Ubah seluruh materi berikut dengan mengganti "paved road" menjadi "asphalt road" dan biarkan bagian lain tetap sama. Tulis ulang materinya tanpa menyertakan gambar.

▸ Data yang Direkam
::::::::::

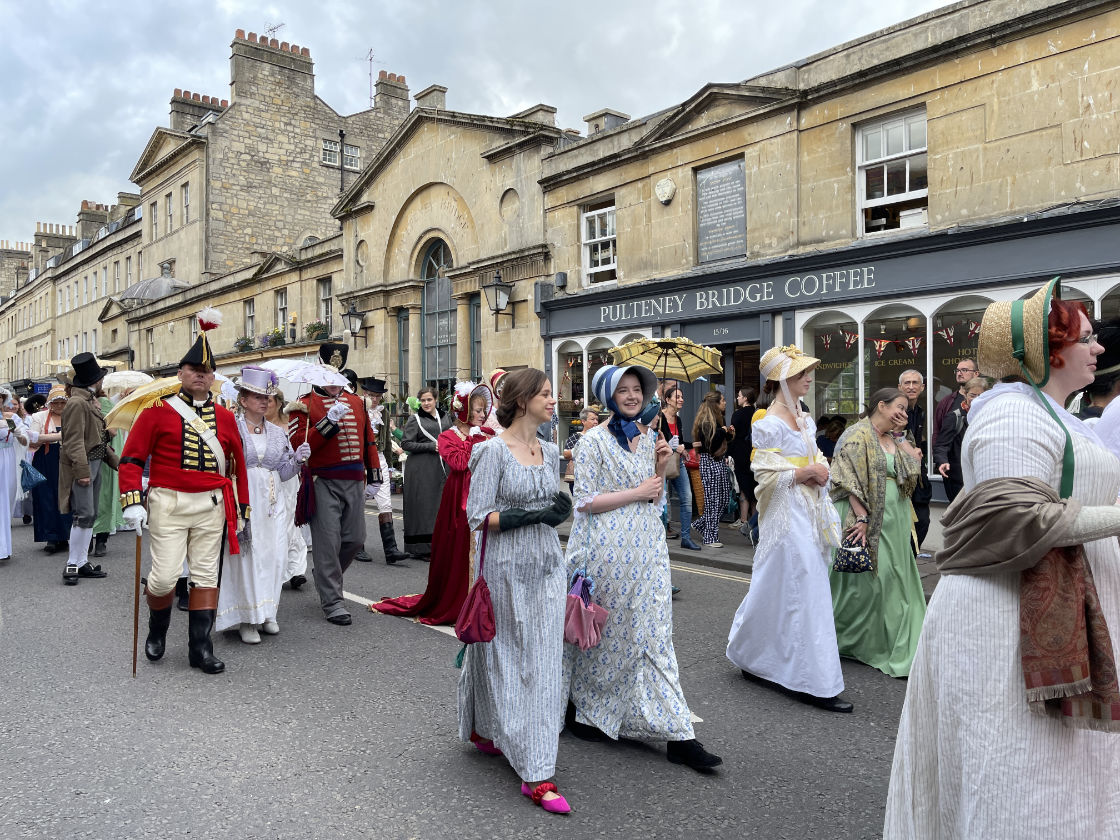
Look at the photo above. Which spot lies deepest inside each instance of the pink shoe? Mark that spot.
(559, 805)
(484, 745)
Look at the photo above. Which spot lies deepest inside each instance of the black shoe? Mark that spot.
(201, 649)
(691, 754)
(182, 595)
(158, 622)
(829, 703)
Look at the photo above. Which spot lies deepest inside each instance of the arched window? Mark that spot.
(438, 317)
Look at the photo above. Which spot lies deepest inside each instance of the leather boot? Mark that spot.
(159, 619)
(182, 595)
(203, 609)
(393, 554)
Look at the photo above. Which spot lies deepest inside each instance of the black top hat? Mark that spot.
(86, 370)
(334, 354)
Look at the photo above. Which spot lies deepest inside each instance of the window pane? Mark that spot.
(918, 177)
(873, 145)
(896, 177)
(916, 128)
(895, 138)
(874, 186)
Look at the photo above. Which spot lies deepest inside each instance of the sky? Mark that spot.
(84, 84)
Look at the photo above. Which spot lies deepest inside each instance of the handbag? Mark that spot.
(476, 618)
(29, 477)
(851, 557)
(582, 619)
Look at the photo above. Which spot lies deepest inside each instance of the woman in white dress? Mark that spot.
(783, 632)
(249, 595)
(979, 754)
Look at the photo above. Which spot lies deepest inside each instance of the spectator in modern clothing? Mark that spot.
(946, 454)
(912, 383)
(966, 370)
(711, 437)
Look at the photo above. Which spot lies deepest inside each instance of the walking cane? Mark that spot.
(136, 609)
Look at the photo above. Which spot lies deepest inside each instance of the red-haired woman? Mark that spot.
(448, 577)
(1014, 688)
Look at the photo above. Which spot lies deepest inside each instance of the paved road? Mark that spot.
(327, 731)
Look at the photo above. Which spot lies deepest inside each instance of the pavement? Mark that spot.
(327, 731)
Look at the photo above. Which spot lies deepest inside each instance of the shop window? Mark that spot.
(599, 243)
(893, 185)
(894, 341)
(833, 339)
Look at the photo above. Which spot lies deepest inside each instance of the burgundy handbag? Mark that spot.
(476, 618)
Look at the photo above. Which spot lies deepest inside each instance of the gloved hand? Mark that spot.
(551, 516)
(336, 412)
(136, 518)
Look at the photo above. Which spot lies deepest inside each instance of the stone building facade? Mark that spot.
(866, 202)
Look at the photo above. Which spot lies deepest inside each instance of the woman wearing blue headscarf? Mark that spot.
(627, 686)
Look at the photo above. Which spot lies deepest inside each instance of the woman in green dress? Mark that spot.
(878, 614)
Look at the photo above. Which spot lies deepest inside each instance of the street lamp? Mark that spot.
(353, 320)
(497, 297)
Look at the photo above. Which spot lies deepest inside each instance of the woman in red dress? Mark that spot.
(448, 576)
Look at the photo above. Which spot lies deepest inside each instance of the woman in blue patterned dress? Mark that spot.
(512, 690)
(628, 686)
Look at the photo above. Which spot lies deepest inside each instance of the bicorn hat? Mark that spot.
(258, 381)
(1015, 336)
(85, 371)
(199, 353)
(334, 354)
(784, 363)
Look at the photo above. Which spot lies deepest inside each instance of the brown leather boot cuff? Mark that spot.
(203, 597)
(159, 602)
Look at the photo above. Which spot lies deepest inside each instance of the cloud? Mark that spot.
(83, 85)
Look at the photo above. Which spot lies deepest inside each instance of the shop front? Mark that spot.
(869, 311)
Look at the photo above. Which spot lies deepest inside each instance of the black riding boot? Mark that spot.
(203, 609)
(159, 619)
(393, 554)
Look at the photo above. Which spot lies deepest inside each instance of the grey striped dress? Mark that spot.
(970, 759)
(511, 690)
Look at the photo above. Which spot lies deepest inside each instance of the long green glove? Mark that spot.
(552, 515)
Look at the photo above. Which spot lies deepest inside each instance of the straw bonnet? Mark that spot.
(1017, 330)
(784, 363)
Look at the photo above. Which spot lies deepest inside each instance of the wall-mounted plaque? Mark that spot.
(721, 211)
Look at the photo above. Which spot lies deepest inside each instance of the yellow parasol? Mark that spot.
(670, 358)
(124, 413)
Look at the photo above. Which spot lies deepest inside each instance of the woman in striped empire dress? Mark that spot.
(990, 745)
(511, 690)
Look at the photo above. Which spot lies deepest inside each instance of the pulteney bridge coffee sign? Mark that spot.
(789, 291)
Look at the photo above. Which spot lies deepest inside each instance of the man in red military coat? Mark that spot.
(195, 448)
(344, 467)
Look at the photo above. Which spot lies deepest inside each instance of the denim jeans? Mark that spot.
(683, 494)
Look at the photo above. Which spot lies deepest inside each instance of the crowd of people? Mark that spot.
(1011, 684)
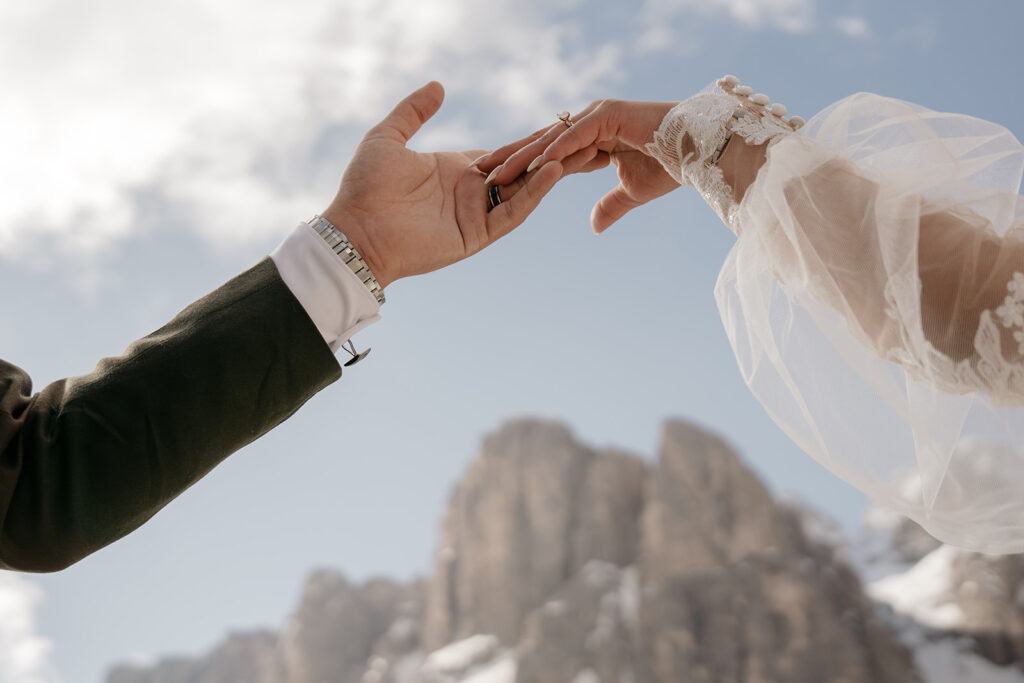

::::::::::

▸ KELUARAN LENGKAP
Look at the photo above. Which spot lies deepest inside each instance of the pink shoe? Mark that spot.
(559, 805)
(484, 745)
Look at the photo above. Which spot lies deepest inside each instance of the black shoe? Mark that spot.
(201, 649)
(691, 754)
(182, 595)
(158, 622)
(829, 703)
Look at the photo above. Which spot lies deepest inside each instance of the arched window? Mark that spot.
(438, 317)
Look at the photo above. Which spot lies deepest inside each instance of the leather boot? Mark that spot.
(159, 619)
(182, 595)
(203, 609)
(393, 554)
Look at the photo above. Which spot lies deepest inside each instance of the black top hat? Mark that spot.
(86, 370)
(334, 354)
Look at the photo above. Which spot lies deepest inside each instance of the window pane? Mark that spot.
(918, 177)
(873, 145)
(896, 177)
(916, 128)
(895, 138)
(874, 186)
Look at the photo above. Which spot lies deepest inside each instance of the sky? Mark that spot.
(84, 84)
Look at the photo above. Which spot lies deepest inside each instance of the handbag? Mark that spot.
(476, 618)
(29, 477)
(851, 557)
(582, 619)
Look at the photo above. Which spot lies deepest inside each instance of the woman in white dress? Mark that spot.
(783, 632)
(249, 595)
(979, 754)
Look at the photo above. Which spot lies deepest inside each instance of the spectator in modern clothing? Mark that spot.
(946, 454)
(912, 383)
(966, 370)
(711, 437)
Look at the photo above. Which spot lies deepest inside each instance of the walking cane? Mark that spot.
(136, 609)
Look at the photo above. Which spot lies deepest inside each instance of the red-haired woman? Mark that spot.
(448, 577)
(1014, 688)
Look at the photo above. Which spot lies deepest inside each instance of the asphalt road? Mark that spot.
(327, 731)
Look at the photo above. Which spot lies deepest inside each instance of the pavement? Mark that spot.
(327, 731)
Look at the photo above. Which spot lies deepest inside each instance of the shop window? Mark that spot.
(599, 243)
(893, 185)
(894, 341)
(833, 339)
Look at the photo above. Which spot lies deepest inside each instance of the burgundy handbag? Mark that spot.
(476, 618)
Look at the photo above. Which spot lies deepest inside each instance of the gloved hand? Mark that spot.
(551, 516)
(336, 412)
(136, 518)
Look at the photo above. Which spot lies deepest inside each instance of the stone building facade? Mark that spot.
(866, 202)
Look at the photo above. Which spot lies deepest inside each instance of the woman wearing blue headscarf? Mark that spot.
(627, 686)
Look at the photo above. Which spot lies deepest inside each instance of the woman in green dress? Mark that spot.
(878, 614)
Look at the photo above. Which spot lies deepest inside each instance of the street lamp? Mark that spot.
(353, 320)
(497, 297)
Look at the photo above. Which spot lies deepest inside each instance of the woman in red dress? Mark that spot.
(448, 576)
Look at the photo above. Which spot lies deepest inside each instance of the woman in blue patterned dress? Mark that spot.
(512, 690)
(628, 686)
Look at the photo above. Which spot lies deepest inside each instance of the bicorn hat? Mark that spot.
(258, 381)
(1015, 336)
(85, 371)
(199, 353)
(334, 354)
(784, 363)
Look at the photo above. Which spot lies deepest inside each instance of the brown leather boot cuff? Mark that spot.
(203, 597)
(159, 602)
Look at the photo above. Which spot lies deepest inside each instance of the cloud? Mark that spot.
(83, 85)
Look at the photo above. Which spot lies deepest inside each instance of the shop front? Mark that spot.
(869, 311)
Look at the photo above. Which spot lies deepest inside each instance of the black riding boot? Mark that spot.
(203, 609)
(159, 619)
(393, 554)
Look at the photo above. Which spot lies deepest inside each instance of the grey striped dress? Mark that spot.
(970, 759)
(511, 690)
Look at the photo above. Which spot lies deepest inside each instance of the long green glove? Mark that spot.
(552, 515)
Look at the photo above. Which spot lies deepest inside each instance of the straw bonnet? Mark that spot.
(1017, 330)
(784, 363)
Look at the photo above. Which spot lies deepest inside each instance of the wall-mounted plaque? Mark that spot.
(721, 211)
Look at the photo above. Which spot lies deepest inside each instance of the yellow parasol? Mark that spot.
(670, 358)
(124, 413)
Look at the photo above. Which spot lies deepest inside each instance of the woman in striped empire dress? Mark that spot.
(990, 745)
(511, 690)
Look at the photo above. Which spot lies deepest inside each instance of the pulteney bridge coffee sign? Mark that spot.
(789, 291)
Look at the photo above. Which spot lies deepest inside each instance of the man in red military coat? Mark that spot.
(195, 448)
(344, 467)
Look at the photo above. Which spot lies deepest inside each instance of the denim jeans? Mark that spot.
(683, 494)
Look at the photo above. Which spot lies deepest inside each instance of the crowd of people? Mark that spot.
(1011, 684)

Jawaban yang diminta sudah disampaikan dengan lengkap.